Work instruction = Starting at the first line of the entries below, output every line exactly, up to and including the line with "Kindly outline every".
─── Data to use
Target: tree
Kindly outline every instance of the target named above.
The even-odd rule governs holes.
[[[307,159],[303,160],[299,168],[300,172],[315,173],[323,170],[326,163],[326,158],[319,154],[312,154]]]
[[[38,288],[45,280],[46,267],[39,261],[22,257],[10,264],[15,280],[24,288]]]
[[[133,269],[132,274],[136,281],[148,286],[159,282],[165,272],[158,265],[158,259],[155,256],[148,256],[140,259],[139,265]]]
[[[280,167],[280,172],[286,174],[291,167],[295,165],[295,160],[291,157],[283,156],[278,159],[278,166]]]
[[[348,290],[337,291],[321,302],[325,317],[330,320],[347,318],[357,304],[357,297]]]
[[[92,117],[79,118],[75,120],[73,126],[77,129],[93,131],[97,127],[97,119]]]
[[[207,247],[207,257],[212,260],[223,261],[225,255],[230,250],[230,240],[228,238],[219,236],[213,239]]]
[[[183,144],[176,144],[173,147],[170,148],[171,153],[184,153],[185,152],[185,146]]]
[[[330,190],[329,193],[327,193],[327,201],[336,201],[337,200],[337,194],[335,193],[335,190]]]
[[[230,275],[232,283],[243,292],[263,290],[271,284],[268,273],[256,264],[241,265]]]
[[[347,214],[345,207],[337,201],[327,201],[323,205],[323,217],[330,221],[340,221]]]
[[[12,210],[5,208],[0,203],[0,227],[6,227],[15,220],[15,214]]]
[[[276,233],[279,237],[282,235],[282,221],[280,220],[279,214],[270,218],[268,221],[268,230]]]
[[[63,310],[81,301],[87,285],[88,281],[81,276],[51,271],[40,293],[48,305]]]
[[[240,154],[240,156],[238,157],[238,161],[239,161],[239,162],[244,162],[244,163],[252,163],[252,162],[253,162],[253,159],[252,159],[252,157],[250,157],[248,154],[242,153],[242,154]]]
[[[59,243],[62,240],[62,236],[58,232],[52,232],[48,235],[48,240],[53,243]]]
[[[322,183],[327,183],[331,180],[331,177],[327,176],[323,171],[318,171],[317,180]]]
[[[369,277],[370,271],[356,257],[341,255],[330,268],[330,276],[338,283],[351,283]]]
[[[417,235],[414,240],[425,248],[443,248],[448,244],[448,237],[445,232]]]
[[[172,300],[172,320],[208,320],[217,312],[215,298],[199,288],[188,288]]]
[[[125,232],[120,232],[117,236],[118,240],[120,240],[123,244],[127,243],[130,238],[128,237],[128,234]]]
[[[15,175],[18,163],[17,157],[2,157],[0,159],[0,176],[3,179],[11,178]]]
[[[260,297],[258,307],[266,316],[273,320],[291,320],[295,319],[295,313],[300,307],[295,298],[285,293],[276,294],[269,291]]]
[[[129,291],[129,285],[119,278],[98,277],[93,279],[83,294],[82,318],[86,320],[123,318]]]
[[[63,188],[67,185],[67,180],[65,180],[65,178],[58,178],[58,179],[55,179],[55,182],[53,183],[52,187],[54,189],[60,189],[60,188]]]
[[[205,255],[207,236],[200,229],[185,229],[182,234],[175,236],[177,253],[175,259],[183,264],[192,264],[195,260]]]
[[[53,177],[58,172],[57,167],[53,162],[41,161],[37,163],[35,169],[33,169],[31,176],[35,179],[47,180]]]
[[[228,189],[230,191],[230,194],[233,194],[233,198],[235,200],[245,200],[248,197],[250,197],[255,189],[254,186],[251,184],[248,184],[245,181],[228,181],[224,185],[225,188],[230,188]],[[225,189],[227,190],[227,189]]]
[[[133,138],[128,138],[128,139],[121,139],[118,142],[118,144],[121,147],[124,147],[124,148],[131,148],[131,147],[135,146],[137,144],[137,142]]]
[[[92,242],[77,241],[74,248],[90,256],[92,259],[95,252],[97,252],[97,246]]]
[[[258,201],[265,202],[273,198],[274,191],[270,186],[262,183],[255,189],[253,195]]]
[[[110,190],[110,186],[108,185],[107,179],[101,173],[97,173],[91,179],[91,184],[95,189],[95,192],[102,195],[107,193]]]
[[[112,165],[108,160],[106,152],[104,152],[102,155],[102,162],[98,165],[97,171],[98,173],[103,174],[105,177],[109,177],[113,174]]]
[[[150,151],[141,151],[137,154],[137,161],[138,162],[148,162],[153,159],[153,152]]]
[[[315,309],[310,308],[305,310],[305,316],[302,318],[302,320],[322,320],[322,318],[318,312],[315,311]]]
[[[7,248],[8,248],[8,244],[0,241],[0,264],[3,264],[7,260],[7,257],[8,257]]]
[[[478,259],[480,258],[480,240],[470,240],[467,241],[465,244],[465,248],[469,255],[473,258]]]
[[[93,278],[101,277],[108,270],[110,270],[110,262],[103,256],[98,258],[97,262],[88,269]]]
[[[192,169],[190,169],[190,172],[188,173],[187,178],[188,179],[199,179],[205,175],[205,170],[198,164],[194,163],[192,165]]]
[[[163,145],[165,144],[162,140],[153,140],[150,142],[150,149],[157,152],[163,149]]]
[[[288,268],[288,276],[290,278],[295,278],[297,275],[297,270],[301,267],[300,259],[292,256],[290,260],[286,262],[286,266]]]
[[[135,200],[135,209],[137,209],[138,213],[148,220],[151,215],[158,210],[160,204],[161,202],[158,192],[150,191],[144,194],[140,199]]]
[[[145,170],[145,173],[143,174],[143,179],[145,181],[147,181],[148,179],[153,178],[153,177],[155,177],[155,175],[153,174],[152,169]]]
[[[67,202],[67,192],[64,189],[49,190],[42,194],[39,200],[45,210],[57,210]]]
──────
Result of this exercise =
Target: tree
Kindly outline every instance of the target named above.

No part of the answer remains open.